Referring expression pointing data
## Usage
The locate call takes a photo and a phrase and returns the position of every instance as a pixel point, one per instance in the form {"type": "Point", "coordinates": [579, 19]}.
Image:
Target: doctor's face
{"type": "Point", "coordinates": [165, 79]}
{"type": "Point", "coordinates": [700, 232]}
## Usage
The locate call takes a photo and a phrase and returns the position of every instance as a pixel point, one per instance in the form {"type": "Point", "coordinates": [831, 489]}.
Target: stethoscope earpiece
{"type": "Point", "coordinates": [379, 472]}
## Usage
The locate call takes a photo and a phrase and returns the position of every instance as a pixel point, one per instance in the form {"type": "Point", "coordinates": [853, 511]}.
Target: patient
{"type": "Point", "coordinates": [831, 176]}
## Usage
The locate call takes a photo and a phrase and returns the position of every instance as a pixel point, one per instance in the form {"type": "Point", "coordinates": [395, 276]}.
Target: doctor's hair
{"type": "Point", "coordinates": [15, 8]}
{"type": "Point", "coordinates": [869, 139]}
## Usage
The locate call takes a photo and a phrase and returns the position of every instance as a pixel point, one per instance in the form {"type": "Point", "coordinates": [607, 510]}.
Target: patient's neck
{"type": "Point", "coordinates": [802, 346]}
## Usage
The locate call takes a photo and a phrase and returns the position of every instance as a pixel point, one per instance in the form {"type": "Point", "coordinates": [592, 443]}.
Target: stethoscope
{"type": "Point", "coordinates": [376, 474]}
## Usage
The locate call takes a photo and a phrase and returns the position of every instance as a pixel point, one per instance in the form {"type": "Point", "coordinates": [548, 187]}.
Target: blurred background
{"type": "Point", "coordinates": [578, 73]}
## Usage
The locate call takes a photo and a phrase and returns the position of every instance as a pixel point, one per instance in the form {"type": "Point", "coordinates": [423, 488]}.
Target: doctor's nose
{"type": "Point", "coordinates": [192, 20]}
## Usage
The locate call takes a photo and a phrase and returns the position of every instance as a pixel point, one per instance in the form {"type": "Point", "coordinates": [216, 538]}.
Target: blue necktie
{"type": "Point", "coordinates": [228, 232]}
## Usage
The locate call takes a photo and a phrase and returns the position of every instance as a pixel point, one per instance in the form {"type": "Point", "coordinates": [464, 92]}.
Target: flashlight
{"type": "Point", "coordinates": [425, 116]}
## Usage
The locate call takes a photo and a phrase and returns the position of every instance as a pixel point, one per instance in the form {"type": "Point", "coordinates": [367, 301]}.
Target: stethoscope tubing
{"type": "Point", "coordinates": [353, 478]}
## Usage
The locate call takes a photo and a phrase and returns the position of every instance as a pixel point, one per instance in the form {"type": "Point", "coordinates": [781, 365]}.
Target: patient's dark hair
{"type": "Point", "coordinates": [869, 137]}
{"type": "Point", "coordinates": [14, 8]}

Requirement -
Every record shown above should be set down again exactly.

Output of the task -
## Usage
The locate call takes a photo and a phrase and returns the position of every instance as a pixel point, one per instance in the form {"type": "Point", "coordinates": [579, 19]}.
Image:
Target: doctor's face
{"type": "Point", "coordinates": [165, 79]}
{"type": "Point", "coordinates": [700, 232]}
## Usage
The locate call takes a photo and a phrase and returns the position of every instance as a pixel point, one per instance in the form {"type": "Point", "coordinates": [831, 489]}.
Target: stethoscope earpiece
{"type": "Point", "coordinates": [379, 472]}
## Usage
The locate call takes a photo and a phrase and returns the position of every instance as a pixel point, one per instance in the form {"type": "Point", "coordinates": [853, 511]}.
Target: patient
{"type": "Point", "coordinates": [831, 176]}
## Usage
The locate call takes a photo and a phrase and returns the position of every instance as a pixel point, one per instance in the form {"type": "Point", "coordinates": [395, 276]}.
Target: doctor's hair
{"type": "Point", "coordinates": [15, 8]}
{"type": "Point", "coordinates": [869, 139]}
## Usage
The locate call takes a photo and a phrase and returns the position of every instance as a pixel point, one per instance in the form {"type": "Point", "coordinates": [607, 510]}.
Target: patient's neck
{"type": "Point", "coordinates": [802, 346]}
## Usage
The locate call takes a photo and a phrase and returns the position of every instance as a pixel point, one per instance in the form {"type": "Point", "coordinates": [592, 443]}.
Target: stethoscope
{"type": "Point", "coordinates": [376, 474]}
## Usage
The locate call takes a photo and a phrase and returns the position of every instance as a pixel point, one per instance in the form {"type": "Point", "coordinates": [548, 187]}.
Target: blurred background
{"type": "Point", "coordinates": [578, 73]}
## Usage
The locate call takes a photo and a phrase and returns the position of every instance as a pixel point, one per instance in the form {"type": "Point", "coordinates": [423, 488]}.
Target: doctor's nose
{"type": "Point", "coordinates": [192, 20]}
## Usage
The locate call takes a photo and a phrase and returns the position of every instance as a pixel point, one per instance in the form {"type": "Point", "coordinates": [216, 538]}.
Target: blue necktie
{"type": "Point", "coordinates": [228, 232]}
## Usage
The locate call takes a photo and a phrase and returns the position of every instance as a pixel point, one per instance in the form {"type": "Point", "coordinates": [464, 92]}.
Target: flashlight
{"type": "Point", "coordinates": [425, 116]}
## Usage
The locate call takes a photo and a phrase and returns the position of every instance as a pixel point, one per instance in the form {"type": "Point", "coordinates": [367, 301]}.
Target: stethoscope tubing
{"type": "Point", "coordinates": [353, 478]}
## Usage
The locate call takes a photo and a phrase and returns the position of every instance as a pixel point, one per instance in the form {"type": "Point", "coordinates": [781, 365]}.
Target: patient's dark hair
{"type": "Point", "coordinates": [869, 137]}
{"type": "Point", "coordinates": [14, 8]}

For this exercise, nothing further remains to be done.